» Exercise goal
Filter these entries, keeping only lines that hold the word "rear".

» Given data
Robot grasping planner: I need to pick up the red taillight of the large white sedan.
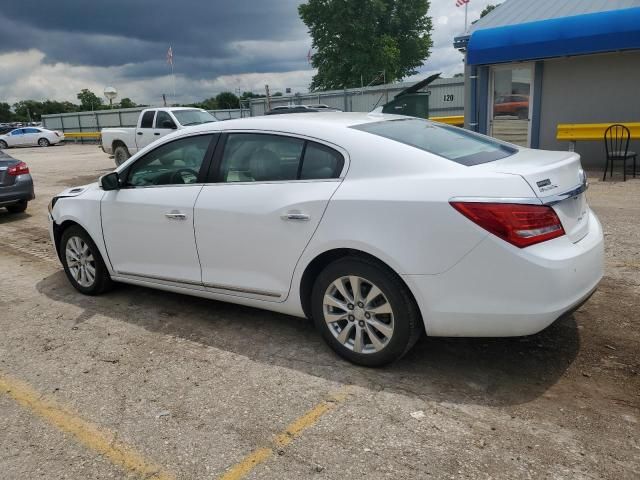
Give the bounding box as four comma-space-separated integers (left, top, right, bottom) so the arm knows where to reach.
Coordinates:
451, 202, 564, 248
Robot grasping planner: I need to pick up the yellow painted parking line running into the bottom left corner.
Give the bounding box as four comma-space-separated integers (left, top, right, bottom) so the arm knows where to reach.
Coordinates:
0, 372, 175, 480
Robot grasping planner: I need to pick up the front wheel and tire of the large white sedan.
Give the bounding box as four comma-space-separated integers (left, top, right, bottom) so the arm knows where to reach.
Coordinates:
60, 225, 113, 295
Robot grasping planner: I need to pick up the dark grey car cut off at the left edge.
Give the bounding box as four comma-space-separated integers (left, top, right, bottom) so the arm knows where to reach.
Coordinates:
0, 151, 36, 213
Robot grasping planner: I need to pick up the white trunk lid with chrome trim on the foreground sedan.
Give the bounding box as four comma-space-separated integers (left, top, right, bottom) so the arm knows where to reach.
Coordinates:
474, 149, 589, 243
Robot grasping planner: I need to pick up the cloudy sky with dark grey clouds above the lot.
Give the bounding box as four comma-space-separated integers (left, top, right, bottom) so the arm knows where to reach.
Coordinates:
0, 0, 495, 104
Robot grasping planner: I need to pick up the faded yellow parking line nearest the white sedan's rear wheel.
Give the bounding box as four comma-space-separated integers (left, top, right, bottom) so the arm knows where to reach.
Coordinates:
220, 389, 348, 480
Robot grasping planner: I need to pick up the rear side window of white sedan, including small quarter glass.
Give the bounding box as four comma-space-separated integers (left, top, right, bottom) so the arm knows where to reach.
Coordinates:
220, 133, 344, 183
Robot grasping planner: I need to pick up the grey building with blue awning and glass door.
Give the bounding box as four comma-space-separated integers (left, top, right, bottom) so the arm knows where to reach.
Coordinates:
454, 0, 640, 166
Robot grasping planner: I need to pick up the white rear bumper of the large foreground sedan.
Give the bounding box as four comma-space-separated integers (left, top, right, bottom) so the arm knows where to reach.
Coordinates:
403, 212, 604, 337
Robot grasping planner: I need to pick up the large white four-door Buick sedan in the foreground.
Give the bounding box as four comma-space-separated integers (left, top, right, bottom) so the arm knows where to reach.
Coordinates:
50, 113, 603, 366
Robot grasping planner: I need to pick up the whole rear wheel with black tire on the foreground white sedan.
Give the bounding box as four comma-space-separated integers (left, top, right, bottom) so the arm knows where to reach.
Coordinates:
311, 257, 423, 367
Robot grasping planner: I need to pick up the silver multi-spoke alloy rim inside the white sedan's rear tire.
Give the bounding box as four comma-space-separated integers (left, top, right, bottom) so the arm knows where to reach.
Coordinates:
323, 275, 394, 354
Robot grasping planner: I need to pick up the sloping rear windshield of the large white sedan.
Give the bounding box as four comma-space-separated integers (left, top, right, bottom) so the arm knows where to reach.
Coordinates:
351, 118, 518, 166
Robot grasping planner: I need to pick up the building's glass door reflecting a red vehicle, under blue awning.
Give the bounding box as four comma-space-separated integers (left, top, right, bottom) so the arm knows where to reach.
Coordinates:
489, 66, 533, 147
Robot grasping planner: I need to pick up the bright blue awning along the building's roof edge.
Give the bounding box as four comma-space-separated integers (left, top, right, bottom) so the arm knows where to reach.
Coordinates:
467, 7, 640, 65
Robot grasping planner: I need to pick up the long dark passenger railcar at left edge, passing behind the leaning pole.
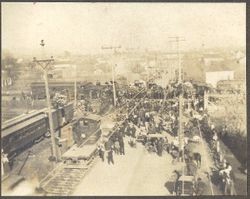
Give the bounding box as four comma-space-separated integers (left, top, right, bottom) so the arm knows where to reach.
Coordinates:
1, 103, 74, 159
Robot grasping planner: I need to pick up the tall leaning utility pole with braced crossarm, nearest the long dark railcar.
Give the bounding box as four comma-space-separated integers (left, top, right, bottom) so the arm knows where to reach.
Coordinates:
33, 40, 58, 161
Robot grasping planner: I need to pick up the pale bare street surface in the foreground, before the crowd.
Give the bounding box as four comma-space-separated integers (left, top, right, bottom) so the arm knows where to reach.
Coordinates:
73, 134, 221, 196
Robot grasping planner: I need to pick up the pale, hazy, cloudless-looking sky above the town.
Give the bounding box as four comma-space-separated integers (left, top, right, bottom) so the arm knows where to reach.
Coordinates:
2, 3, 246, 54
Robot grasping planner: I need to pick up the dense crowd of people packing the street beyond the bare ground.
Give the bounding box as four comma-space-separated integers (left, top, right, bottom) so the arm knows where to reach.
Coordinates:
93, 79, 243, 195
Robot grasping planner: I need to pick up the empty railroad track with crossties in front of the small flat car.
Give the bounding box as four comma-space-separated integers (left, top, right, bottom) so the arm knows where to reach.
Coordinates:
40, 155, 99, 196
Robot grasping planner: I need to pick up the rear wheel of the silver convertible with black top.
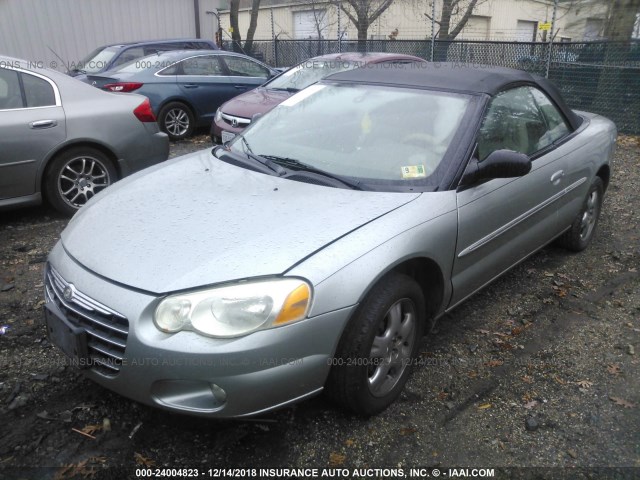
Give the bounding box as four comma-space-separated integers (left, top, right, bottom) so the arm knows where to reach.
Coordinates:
==
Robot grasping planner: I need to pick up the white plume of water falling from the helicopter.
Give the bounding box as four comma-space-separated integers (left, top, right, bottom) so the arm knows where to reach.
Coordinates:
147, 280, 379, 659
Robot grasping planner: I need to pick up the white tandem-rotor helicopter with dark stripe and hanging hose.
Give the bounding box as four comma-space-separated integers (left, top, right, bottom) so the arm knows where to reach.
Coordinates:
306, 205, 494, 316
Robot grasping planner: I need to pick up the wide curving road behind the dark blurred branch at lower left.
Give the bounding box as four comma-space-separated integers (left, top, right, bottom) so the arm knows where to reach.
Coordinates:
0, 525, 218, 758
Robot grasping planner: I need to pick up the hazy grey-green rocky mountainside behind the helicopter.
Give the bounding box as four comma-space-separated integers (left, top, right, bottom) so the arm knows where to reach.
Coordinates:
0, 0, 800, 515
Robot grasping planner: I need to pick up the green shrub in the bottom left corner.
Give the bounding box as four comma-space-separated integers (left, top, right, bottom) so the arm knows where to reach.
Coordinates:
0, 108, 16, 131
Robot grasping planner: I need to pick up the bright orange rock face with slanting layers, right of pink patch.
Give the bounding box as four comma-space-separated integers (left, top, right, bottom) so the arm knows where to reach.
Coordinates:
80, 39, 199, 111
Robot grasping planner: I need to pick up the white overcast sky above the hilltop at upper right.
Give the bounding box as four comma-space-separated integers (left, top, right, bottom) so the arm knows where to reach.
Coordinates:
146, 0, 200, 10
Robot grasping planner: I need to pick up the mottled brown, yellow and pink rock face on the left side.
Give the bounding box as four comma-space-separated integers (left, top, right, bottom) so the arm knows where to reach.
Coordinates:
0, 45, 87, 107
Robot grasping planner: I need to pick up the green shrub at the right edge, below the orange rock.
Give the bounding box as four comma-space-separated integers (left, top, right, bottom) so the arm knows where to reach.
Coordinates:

» Task answer
Robot grasping planner: I need to pick up the faded yellow parking line nearest the white sedan's rear wheel.
Robot grasping planner: I need to pick up the rear side window of white sedan, including small quarter glass.
Robot grasping planner: I need to pick up the white rear bumper of the large foreground sedan.
Robot grasping planner: I need to pick up the whole rear wheel with black tire on the foreground white sedan.
Robot grasping planner: I need to pick up the silver multi-spoke alloy rim inside the white sedan's rear tire.
Robot grasping planner: I need to pick up the sloping rear windshield of the large white sedan.
Robot grasping planner: I need to pick up the rear wheel of the silver convertible with black top.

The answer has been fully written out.